### TASK PROMPT
Each entry must be given again exactly; images do not belong in the copy.
== MATERIAL SUPPLIED ==
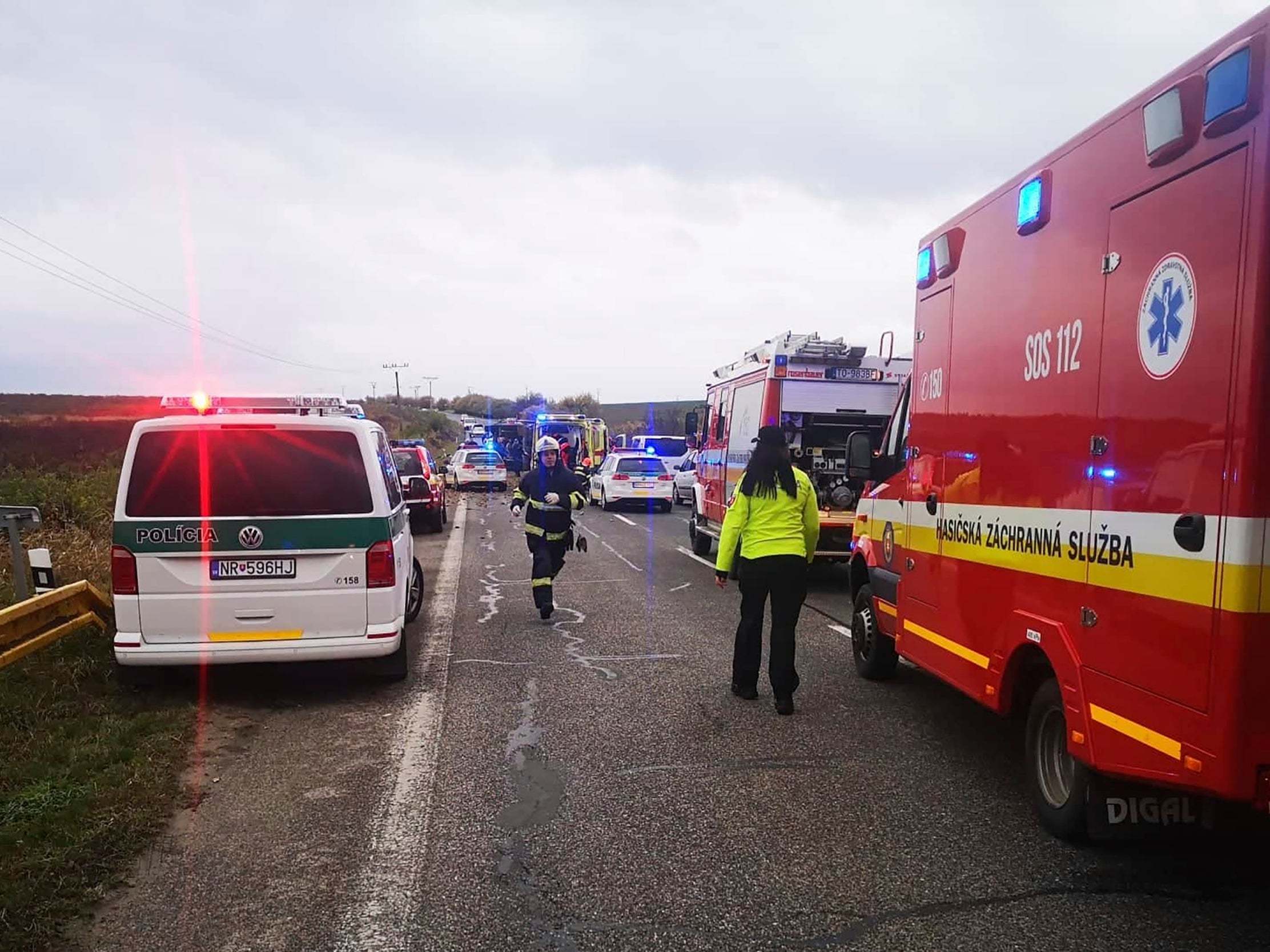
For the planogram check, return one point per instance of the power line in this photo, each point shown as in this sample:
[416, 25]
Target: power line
[201, 330]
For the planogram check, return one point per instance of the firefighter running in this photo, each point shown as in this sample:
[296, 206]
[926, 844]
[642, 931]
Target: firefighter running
[552, 493]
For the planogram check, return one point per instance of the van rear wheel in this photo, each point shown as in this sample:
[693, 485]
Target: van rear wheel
[1057, 781]
[415, 594]
[873, 650]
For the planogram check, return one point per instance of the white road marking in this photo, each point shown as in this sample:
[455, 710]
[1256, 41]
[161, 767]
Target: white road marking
[626, 658]
[385, 892]
[690, 554]
[621, 556]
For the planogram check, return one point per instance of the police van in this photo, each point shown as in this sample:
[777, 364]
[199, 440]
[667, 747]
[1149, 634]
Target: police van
[261, 530]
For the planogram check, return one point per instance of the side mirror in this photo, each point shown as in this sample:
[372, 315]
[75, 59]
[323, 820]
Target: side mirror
[859, 456]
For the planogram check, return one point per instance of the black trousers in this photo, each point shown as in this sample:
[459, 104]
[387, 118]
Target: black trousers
[548, 563]
[784, 580]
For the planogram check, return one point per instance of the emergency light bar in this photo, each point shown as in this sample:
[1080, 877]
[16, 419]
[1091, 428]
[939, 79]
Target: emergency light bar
[202, 403]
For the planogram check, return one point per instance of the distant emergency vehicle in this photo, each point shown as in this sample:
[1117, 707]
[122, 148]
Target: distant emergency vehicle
[1068, 512]
[821, 393]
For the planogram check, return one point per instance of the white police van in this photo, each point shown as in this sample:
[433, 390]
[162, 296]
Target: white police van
[261, 530]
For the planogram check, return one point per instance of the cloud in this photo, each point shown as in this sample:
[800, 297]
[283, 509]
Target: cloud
[559, 196]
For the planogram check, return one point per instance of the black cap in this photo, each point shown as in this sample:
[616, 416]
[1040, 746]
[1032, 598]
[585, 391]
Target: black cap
[770, 437]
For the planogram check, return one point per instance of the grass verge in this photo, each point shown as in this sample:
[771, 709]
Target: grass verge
[88, 774]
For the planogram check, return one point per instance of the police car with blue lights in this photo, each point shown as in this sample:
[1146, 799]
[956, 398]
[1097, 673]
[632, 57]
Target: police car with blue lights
[261, 530]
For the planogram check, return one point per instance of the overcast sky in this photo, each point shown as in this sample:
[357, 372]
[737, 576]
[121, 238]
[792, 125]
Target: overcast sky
[614, 197]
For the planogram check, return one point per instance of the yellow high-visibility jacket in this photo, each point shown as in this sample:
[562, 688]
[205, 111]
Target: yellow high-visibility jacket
[780, 525]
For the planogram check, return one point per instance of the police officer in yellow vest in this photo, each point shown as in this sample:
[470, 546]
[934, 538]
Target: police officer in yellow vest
===
### RESULT OF THE EXERCISE
For the planogram check, return one point per instance of the power line in this photo, each point shown as in this sample:
[416, 25]
Target: power line
[201, 330]
For the planogram check, return one point per instance of the firefighter running in this photo, each point shown as in this sample:
[296, 206]
[926, 844]
[642, 931]
Target: firefighter running
[552, 493]
For the planogram check, return one point per instance of the van rear wheel in this photo, each point shown as in this sample:
[693, 485]
Target: van rear wheel
[1057, 781]
[415, 594]
[873, 650]
For the planogram check, return one point per instance of the white road marking in this photo, each point shown as in this sample:
[455, 710]
[1256, 41]
[161, 767]
Target: white road marking
[626, 658]
[385, 892]
[690, 554]
[621, 556]
For the planogram check, return one point per instance of the police van in this photo, each point shown as in this sample:
[777, 364]
[199, 440]
[667, 747]
[1149, 634]
Target: police van
[261, 530]
For the planogram check, return one point per instance of the side mirror in this photo, each point shown as in this sample:
[372, 315]
[75, 59]
[323, 820]
Target: side mirror
[859, 456]
For the planogram check, return one point per instance of the black trousers in this photo, each point shown as in this sample:
[459, 104]
[387, 118]
Target: black trousers
[548, 563]
[784, 580]
For the planogram check, return one point per instance of the emergency light bar in this photo, each point shown as in this sample:
[1080, 877]
[16, 419]
[1091, 428]
[939, 79]
Target: emergency light bar
[202, 403]
For the planogram check, return one point per instance of the distant emergency vehicle in this photo, each point shown as in this sample:
[1117, 707]
[122, 148]
Target: distant emergency vehicle
[1068, 512]
[821, 393]
For the planogram check, return one point per instance of the white police van in this photo, each point shown as in this sample:
[433, 390]
[162, 296]
Target: white police van
[261, 530]
For the planogram check, return one point per instance of the cloud in this photo, each point shown as in this sample:
[800, 297]
[283, 509]
Target: cloud
[559, 196]
For the planogram check, return one point per instance of the black cap in this photo, each point shown as in this sample:
[616, 416]
[1040, 746]
[1032, 598]
[585, 391]
Target: black cap
[770, 437]
For the planogram check, return one point per instance of the grass verge in this photo, each point shown as in this sample:
[771, 709]
Target: grass verge
[88, 774]
For the planogram check, return one point per instance of the police car with blue lights in this photo, each point shown as in this sample:
[1146, 799]
[956, 398]
[1097, 673]
[632, 57]
Target: police car with blue lights
[261, 530]
For the planogram check, return one point per instance of the overcast sky in this photo, each point shown as in this sample:
[357, 372]
[737, 576]
[121, 238]
[792, 125]
Target: overcast sky
[614, 197]
For the planogram check, return one point per instance of the yellow high-visibility jacket in this photo, each point shown as in this sample:
[562, 688]
[205, 111]
Target: yellow high-visibility jacket
[780, 525]
For the planogram check, return one point per instance of the police officer in yellow vest in this photo, each point shown as in this sample:
[470, 546]
[934, 538]
Target: police officer in yellow vest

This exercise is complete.